### The problem
Write out all of the entries exactly, please.

### Material provided

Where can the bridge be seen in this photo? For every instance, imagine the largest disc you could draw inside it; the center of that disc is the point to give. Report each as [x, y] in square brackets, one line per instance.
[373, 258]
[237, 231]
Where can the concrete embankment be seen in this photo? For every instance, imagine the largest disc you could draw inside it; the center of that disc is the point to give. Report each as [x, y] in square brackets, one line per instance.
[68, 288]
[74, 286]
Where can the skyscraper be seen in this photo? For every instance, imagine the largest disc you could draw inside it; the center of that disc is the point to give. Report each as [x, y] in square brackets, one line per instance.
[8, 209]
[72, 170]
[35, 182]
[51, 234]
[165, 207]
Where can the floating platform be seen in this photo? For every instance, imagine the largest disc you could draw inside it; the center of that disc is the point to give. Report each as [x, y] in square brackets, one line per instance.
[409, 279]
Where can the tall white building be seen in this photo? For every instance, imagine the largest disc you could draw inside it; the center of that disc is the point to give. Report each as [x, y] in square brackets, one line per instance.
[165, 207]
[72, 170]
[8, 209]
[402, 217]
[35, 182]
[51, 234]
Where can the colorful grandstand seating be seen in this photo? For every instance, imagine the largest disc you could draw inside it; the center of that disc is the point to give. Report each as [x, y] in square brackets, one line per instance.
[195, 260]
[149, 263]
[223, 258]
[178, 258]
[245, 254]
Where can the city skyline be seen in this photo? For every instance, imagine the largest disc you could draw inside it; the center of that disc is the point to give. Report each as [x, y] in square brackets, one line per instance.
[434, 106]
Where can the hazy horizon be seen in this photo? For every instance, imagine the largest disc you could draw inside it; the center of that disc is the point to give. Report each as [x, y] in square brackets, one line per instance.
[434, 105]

### Response to this exercise
Where can the bridge be seen in this photo? For every instance, imagine the largest disc you could draw inside it; the center of that disc is the point to give. Report each as [x, y] in square brackets, one line per instance.
[373, 258]
[237, 231]
Where can the concrete embankment be seen in this photo? For every instance, imagine the largest disc you could draw inside it; the center of that disc is the point to give. Report each as [x, y] in square brackets, one line per instance.
[68, 288]
[74, 286]
Where can the skyscraper be seen in this photo? For every instance, imagine the largest disc you could draw inside it; the center of that disc is the point to give. Report each as [x, y] in square brackets, one line per instance.
[8, 209]
[72, 170]
[35, 182]
[51, 234]
[165, 207]
Where can the floating platform be seen in this photo? For every instance, imagine the largest disc you could draw inside it; the center of that disc is the point to give. Report each as [x, y] in square brackets, one line per instance.
[409, 279]
Where can the tall white building be seen in this photo? For every instance, imagine the largest disc you could draw inside it; the center of that disc is the point to give. Report each as [x, y] in square brackets, one line per instance.
[165, 207]
[72, 170]
[8, 209]
[402, 217]
[35, 182]
[51, 234]
Where can the colorful grandstand seating be seen in this photo? For every instance, imagine the largest disc you could draw inside it; the center of that disc is the point to give. Report each as [x, y] in square brackets, one line per instance.
[195, 260]
[149, 263]
[223, 258]
[178, 258]
[245, 254]
Where can the city skyline be seen in this photo? For every instance, imagine the largest disc you could draw inside it; the center of that disc is the point to give. Report each as [x, y] in square brackets, one line per instance.
[434, 106]
Where can the hazy horizon be seen in this photo? For every instance, imagine the largest disc you could draw inside it; the center of that disc is the point to give. Report each as [x, y] in square brackets, one line per instance.
[434, 105]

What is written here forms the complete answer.